▼▼▼

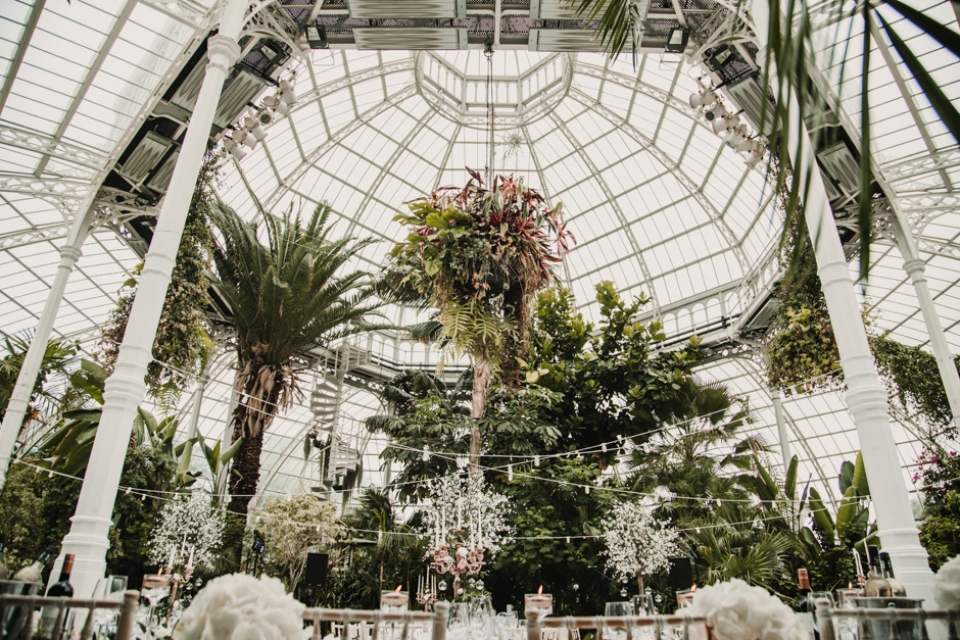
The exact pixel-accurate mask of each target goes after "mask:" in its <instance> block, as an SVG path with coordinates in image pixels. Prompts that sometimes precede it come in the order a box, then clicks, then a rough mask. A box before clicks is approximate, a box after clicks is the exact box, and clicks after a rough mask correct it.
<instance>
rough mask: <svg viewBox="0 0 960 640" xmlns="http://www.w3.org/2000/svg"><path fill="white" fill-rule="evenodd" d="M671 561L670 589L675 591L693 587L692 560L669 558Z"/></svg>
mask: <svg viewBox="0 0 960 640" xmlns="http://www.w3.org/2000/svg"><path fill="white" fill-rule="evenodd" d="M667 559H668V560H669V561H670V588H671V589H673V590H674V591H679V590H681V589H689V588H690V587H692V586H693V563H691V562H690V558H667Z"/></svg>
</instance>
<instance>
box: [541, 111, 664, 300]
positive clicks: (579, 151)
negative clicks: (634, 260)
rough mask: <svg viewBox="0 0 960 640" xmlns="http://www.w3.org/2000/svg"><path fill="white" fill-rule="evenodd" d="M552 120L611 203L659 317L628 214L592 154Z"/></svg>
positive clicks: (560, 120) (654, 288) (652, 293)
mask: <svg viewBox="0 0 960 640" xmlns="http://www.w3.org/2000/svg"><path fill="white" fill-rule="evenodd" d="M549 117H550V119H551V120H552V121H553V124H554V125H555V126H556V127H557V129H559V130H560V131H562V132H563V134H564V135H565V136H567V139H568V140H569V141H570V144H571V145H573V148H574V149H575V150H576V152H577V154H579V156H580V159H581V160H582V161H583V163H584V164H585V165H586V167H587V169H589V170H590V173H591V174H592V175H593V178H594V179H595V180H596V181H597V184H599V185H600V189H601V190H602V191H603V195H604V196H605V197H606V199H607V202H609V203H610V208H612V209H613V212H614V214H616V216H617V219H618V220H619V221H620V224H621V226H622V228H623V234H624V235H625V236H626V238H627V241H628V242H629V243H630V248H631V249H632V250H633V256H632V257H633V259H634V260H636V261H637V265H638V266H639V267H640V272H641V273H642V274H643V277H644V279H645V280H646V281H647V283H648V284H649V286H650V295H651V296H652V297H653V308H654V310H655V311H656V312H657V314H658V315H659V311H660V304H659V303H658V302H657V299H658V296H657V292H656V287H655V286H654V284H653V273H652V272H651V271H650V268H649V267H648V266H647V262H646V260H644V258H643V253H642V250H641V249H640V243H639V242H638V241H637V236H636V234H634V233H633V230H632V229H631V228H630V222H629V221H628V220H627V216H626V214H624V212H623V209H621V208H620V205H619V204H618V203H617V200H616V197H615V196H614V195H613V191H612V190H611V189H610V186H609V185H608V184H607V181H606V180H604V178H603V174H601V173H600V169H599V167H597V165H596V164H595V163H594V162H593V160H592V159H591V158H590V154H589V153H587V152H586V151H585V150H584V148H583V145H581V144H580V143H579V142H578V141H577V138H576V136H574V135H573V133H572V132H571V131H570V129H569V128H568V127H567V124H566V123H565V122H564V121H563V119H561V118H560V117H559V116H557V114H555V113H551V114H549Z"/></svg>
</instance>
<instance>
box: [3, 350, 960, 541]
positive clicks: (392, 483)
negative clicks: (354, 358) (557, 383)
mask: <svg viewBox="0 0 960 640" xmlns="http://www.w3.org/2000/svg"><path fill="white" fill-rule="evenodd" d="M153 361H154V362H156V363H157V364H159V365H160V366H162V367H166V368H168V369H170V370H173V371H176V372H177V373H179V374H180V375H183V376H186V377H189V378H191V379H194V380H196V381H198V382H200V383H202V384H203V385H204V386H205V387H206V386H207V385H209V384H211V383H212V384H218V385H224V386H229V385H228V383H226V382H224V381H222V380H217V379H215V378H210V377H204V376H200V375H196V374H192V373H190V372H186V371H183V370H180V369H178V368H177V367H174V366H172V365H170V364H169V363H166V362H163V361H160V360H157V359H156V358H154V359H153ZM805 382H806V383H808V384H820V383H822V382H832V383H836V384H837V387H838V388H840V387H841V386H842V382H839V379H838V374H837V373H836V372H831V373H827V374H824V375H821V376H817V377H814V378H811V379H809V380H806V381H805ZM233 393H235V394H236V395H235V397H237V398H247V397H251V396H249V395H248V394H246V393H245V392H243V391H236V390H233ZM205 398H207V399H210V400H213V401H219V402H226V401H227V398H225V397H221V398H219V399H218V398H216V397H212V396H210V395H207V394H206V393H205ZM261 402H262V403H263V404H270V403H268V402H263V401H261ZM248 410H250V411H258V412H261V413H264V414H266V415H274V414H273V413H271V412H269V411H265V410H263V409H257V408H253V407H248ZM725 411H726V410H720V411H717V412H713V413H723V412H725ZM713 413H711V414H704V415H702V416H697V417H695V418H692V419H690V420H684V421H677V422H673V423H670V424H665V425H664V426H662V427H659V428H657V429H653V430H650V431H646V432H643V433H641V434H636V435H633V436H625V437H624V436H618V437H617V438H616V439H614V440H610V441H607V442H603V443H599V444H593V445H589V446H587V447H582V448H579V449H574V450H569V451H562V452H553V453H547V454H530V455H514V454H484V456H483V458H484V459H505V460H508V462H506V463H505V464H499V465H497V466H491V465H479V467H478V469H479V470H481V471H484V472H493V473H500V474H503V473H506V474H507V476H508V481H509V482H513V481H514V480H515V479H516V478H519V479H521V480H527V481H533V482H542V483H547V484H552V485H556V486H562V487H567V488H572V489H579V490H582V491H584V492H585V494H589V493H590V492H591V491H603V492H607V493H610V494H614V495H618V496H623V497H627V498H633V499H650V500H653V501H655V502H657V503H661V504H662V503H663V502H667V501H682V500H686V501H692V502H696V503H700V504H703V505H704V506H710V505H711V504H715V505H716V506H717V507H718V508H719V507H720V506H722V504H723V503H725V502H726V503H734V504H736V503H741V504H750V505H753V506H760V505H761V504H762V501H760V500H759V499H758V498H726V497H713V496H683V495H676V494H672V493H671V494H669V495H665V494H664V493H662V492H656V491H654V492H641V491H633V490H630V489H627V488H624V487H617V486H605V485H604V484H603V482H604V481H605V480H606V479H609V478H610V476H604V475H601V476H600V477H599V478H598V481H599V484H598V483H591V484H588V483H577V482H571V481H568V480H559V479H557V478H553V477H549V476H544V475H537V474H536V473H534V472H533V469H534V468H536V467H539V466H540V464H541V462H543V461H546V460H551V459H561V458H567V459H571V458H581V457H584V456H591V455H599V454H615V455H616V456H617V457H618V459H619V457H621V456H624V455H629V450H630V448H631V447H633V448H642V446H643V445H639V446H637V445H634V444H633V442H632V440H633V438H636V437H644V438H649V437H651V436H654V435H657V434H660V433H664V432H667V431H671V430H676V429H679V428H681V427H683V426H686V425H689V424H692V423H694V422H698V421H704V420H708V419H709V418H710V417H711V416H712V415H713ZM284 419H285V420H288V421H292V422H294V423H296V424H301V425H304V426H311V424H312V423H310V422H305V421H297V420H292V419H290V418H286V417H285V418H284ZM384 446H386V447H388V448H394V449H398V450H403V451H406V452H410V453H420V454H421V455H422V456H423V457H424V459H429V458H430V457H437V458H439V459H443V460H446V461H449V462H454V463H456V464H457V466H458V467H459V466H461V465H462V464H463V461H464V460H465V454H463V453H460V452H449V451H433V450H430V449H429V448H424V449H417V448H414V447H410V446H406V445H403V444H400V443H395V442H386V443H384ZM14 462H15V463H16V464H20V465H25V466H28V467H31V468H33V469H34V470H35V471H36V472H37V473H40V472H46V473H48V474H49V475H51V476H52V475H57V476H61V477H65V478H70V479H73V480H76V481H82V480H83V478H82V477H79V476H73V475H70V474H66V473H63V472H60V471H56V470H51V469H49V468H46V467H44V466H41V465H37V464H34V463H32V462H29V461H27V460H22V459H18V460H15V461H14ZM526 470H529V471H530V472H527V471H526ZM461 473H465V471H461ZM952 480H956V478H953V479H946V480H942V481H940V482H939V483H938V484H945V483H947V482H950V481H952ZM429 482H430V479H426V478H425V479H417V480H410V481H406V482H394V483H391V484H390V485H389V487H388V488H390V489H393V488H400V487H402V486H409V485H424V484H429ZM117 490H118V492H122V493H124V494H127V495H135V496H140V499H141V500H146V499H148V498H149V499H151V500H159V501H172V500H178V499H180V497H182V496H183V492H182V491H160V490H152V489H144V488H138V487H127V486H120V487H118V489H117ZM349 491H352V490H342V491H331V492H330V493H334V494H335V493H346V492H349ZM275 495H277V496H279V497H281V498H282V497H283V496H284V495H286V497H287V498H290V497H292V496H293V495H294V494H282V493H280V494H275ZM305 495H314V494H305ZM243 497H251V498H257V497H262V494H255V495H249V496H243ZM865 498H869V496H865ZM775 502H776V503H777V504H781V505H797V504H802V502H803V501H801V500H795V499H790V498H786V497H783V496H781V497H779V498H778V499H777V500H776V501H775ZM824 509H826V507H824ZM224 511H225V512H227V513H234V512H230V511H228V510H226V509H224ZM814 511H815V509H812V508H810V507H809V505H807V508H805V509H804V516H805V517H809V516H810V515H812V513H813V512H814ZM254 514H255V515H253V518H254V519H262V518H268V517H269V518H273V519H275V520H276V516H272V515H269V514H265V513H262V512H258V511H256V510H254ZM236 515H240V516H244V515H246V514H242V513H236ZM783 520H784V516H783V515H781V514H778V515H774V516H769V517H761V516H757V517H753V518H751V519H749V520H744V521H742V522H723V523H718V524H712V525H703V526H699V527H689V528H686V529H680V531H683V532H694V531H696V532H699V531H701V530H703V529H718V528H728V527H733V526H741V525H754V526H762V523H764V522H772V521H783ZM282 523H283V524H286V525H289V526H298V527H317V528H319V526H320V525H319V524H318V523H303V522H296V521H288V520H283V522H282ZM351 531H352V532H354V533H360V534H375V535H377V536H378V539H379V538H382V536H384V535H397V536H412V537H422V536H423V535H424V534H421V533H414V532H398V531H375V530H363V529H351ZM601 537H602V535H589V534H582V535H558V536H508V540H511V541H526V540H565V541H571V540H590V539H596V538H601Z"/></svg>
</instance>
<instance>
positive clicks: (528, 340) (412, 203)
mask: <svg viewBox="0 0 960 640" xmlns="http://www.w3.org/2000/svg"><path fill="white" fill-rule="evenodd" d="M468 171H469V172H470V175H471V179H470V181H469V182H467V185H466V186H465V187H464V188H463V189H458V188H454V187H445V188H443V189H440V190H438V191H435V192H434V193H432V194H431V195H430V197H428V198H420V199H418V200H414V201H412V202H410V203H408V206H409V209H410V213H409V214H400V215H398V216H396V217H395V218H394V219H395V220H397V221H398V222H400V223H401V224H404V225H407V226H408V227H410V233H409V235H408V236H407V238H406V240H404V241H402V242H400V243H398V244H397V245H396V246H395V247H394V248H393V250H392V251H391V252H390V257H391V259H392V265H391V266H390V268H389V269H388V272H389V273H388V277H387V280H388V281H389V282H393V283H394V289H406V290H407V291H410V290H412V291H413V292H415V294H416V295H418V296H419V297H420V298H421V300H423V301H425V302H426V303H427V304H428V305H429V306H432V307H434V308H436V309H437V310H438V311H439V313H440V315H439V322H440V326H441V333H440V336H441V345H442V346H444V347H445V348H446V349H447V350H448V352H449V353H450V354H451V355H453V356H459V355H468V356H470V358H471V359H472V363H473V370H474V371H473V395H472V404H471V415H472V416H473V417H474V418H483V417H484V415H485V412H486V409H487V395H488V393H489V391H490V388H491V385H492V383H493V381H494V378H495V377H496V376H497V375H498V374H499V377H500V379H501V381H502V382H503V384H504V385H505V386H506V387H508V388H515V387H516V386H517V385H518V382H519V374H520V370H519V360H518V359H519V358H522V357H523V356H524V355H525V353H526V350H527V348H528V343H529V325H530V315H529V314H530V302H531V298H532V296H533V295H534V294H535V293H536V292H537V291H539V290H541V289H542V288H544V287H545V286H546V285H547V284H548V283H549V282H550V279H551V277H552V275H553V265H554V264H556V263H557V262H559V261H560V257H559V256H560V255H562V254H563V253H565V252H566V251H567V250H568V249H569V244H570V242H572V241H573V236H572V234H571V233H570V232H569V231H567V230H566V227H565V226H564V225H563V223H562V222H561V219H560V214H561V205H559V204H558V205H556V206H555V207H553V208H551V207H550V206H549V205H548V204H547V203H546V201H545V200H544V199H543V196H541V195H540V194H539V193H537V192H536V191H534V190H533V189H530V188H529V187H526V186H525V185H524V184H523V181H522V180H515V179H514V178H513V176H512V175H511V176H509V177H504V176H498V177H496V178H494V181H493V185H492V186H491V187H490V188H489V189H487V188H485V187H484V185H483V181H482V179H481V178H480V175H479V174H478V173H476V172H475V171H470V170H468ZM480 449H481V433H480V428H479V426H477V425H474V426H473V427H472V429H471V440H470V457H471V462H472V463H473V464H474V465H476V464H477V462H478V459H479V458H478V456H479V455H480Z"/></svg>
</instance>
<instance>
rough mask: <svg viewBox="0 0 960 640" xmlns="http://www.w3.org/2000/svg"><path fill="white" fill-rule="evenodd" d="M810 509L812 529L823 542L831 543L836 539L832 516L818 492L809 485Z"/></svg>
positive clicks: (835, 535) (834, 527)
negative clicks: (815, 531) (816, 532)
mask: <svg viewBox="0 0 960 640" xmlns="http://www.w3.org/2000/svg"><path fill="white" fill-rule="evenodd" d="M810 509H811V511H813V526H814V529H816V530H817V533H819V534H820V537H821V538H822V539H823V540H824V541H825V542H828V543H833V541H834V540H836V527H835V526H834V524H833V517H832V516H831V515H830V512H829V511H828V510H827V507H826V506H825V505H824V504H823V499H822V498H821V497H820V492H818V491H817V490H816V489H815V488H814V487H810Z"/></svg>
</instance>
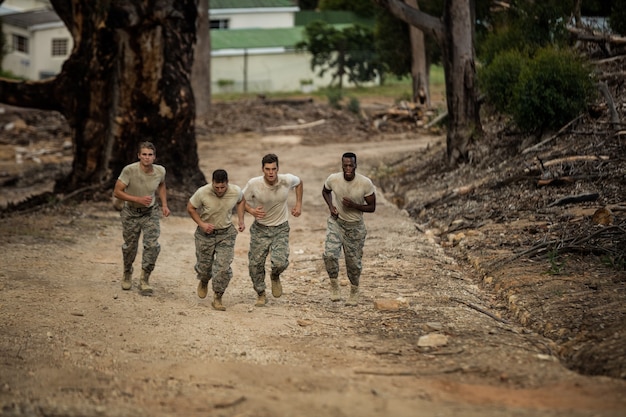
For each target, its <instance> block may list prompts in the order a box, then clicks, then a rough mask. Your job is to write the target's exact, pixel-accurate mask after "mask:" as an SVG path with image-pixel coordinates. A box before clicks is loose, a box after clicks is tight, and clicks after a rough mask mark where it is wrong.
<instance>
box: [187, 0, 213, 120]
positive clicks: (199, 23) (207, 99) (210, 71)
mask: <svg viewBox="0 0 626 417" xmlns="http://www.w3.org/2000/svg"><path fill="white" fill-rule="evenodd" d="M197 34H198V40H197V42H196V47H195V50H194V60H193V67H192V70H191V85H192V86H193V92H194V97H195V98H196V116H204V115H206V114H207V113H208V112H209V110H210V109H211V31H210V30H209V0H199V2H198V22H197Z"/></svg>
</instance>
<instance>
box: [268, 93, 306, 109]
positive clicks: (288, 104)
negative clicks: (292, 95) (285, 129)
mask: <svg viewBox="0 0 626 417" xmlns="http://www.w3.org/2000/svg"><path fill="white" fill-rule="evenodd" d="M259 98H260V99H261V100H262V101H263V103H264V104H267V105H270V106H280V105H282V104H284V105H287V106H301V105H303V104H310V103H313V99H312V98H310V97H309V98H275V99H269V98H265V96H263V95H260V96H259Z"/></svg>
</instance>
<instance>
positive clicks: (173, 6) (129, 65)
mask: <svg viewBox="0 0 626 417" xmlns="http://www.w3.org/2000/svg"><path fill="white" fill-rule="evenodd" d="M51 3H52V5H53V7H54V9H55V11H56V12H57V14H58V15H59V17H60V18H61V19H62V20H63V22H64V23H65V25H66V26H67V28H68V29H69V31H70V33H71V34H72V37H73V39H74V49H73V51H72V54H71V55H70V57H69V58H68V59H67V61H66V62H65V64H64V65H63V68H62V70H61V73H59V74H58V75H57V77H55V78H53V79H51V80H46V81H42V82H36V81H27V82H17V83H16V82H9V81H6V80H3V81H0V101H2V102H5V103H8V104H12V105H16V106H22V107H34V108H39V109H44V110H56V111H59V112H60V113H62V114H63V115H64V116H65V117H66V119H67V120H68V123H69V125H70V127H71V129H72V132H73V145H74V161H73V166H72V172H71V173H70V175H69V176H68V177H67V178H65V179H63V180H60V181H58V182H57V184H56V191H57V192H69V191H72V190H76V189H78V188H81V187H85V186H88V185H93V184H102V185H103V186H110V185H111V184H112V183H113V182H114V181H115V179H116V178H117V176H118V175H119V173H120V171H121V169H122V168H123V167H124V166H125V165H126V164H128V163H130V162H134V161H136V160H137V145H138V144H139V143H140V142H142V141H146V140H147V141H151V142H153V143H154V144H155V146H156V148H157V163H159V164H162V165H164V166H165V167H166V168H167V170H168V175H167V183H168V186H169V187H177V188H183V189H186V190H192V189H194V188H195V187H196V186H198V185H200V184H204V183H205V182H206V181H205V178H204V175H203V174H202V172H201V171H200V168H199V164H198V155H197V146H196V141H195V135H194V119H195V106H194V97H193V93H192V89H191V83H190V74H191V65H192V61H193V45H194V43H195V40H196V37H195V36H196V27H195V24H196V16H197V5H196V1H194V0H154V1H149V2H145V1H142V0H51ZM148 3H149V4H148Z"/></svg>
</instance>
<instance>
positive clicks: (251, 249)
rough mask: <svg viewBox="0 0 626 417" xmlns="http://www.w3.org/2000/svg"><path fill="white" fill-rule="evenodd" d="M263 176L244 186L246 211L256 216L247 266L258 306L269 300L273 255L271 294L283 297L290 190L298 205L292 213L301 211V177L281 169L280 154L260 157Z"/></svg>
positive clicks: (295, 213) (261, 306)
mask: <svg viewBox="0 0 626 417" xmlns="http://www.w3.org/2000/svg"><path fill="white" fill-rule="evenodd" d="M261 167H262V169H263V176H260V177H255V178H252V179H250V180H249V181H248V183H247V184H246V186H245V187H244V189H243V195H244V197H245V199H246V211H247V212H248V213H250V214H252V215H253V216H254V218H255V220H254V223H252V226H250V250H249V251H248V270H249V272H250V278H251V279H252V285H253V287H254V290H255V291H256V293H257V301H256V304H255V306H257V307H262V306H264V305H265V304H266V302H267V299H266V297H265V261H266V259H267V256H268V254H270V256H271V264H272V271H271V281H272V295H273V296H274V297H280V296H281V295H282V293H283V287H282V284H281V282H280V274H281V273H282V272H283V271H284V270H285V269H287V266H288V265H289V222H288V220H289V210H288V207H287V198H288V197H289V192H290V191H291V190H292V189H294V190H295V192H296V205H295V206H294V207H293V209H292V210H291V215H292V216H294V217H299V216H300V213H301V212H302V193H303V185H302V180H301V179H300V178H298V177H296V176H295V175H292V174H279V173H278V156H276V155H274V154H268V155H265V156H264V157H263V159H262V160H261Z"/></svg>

▲▲▲

▶ [WHAT YOU SHOULD DO]:
All that is wanted is the run of lines from the start of the material through the line that holds "120L611 203L659 317L628", retyped exactly, with no pictures.

▶ [ANSWER TO THE PROBLEM]:
The exact pixel-accurate mask of each target goes after "mask:" in its <instance> block, as an SVG path with coordinates in image pixels. Prompts that sometimes precede it come in the order a box, then clicks, then a rough mask. A box before clicks is approximate, a box after clicks is the exact box, and clicks after a rough mask correct it.
<instance>
rough mask: <svg viewBox="0 0 960 640" xmlns="http://www.w3.org/2000/svg"><path fill="white" fill-rule="evenodd" d="M671 561L670 589L675 591L693 587L692 560L669 558Z"/></svg>
mask: <svg viewBox="0 0 960 640" xmlns="http://www.w3.org/2000/svg"><path fill="white" fill-rule="evenodd" d="M667 559H668V560H669V561H670V588H671V589H673V590H674V591H679V590H681V589H689V588H690V587H692V586H693V563H691V562H690V558H667Z"/></svg>
</instance>
<instance>
box: [541, 111, 664, 300]
positive clicks: (579, 151)
negative clicks: (634, 260)
rough mask: <svg viewBox="0 0 960 640" xmlns="http://www.w3.org/2000/svg"><path fill="white" fill-rule="evenodd" d="M552 120L611 203L659 317L628 214L592 154Z"/></svg>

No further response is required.